===== Passage given =====

Friday, 24 February 2017

A spot of commercial success.


What do you do when you have only a small window of time to fish on a damp dull Saturday afternoon? Had it been June I feel I would have gone stalking carp or maybe had a few hours throwing surface lures, but it wasn't June it was February and neither of the afore mentioned options were open to me. I did consider chub fishing on the upper Avon, but that seemed more an option for a freezing day rather than a day like this which was a balmy 10c. There was though something I had been meaning to check out again... You see I was told a short while back by a match fishing friend that one of the commercial fisheries I sometimes fish for big perch had not thrown a single one up all through the winter league and that it looked like they might have done that thing big perch do after too much pressure and disappear.

I kind of have it my head that these commercial giants might not have disappeared but instead got wise to the methods by which my match fishing compadres were catching them on. From that I surmised that more than likely big baits would be the way to go as not many match anglers use anything bigger than a lob tail or dendrobena to try and catch perch. Whereas I think I might be getting to understand these fish and believe them to be lazy slobs which have grown fat chuffing down leftover dead fish after matches, that are more likely to slowly slurp up a whole massive lobworm than to be bothered to chase a fish around to eat it.

Only thing is with these commercial fish is getting to them, as the list of fish you might have to catch your way through is never ending. The cold normally helps shorten the list by a few species, but when I arrived at a barren commercial pool the sun was out warming the water and carp were boshing out all over. I chose to fish a peg that I had fished before that's got good form in a bottle neck between the two halves of the pool. I like fishing this area as I feel that any perch patrolling have to pass through the area.

=====

To do —
Continue the account of fishing a commercial pool for big perch from the point where the text stops.

===== Records supplied =====

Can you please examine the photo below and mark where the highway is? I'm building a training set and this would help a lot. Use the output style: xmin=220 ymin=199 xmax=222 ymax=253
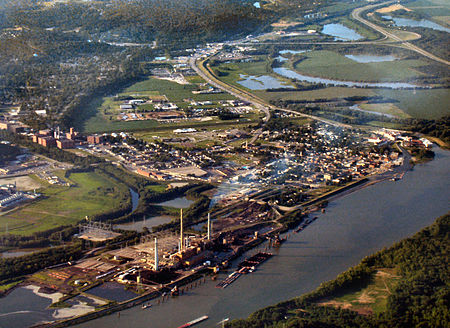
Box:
xmin=189 ymin=54 xmax=351 ymax=144
xmin=352 ymin=1 xmax=450 ymax=65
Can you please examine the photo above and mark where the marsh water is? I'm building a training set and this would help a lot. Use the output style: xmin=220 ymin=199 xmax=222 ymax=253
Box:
xmin=237 ymin=74 xmax=293 ymax=90
xmin=273 ymin=67 xmax=418 ymax=89
xmin=0 ymin=147 xmax=450 ymax=328
xmin=383 ymin=15 xmax=450 ymax=33
xmin=322 ymin=24 xmax=364 ymax=41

=====

Answer for this exercise —
Sitting up well back from the edge I set up my fourteen foot float rod with a light float rig and plumbed up carefully to find that the entire area was flat as a pancake. With the lack of features in mind I baited up in a line about four feet long in line with my rod using broken lobs, crushed/whole caster bound together with mole hill soil and liquid worm. With the wind pushing a good tow around the smallish pool I felt the scent of my bait would soon be dispersed at least over a good bit of water. Fishing my float on a very short line from the tip of the rod helped me keep the section of worm I began fishing with tight to the centre of the baited area even with the tow pulling it around.


It was always going to be fifty-fifty on the success front as these shallow pools can fish terribly in the winter months and changeable weather can be the worst thing for them. Luckily it seemed that I had made the right choice for once and quickly something started showing interest in my bait. So began the promenade of various silver fish this lake holds. You would have thought the delicate biting roach would have been last on the list of takers for my large worm section fished on a size eight hook tied direct to four pound line, but no that was not the case. The roach were the first to show up and they were quickly followed by all manner of mixed silvers...




I always feel confident when I am getting bites as I just think it becomes a numbers game before my target turns up. On this occasion though time weighed heavy on my mind and with two hours gone out of the three I was thinking the silver fish might never push off. At this point I went all in, literally! Rather than keep putting bits of bait in I decided to feed hard, leave the swim alone for a while and hope the mass of bait combined with the failing light might spur a perch or two onto the spot. After dumping everything I had bait wise apart from a few hook baits onto the very centre of where I'd been baiting, I left it alone and went off with the dropshot rod I bought along to check out a couple of features.

After spending a short while trying to make a Savage gear 3D bleak look as much like a dying fish as possible in a few choice spots, I returned to my spot baited my hook with the two halves of a split lob worm and swung it onto the spot that I'd been watching all afternoon. What do you know! I watched the float as the worm fluttered down to the bottom, where the float popped up as it did. The float was only still for seconds as the baits arrival had not been missed. Unlike the lighting fast roach bites the float bobbed deliberately before beginning to move away then slowly sinking to the right. My strike found heavy resistance instead of the panic that all the silvers gone into. The fish was powerful but not crazy carp powerful and straight away I knew it was what I was after. Before it was even ready I was fussing with the net trying to get it out of some reeds it was resting on. A brief tussle, a quick slacking of clutch and a big stripy flank rose out of the muddy water into my net.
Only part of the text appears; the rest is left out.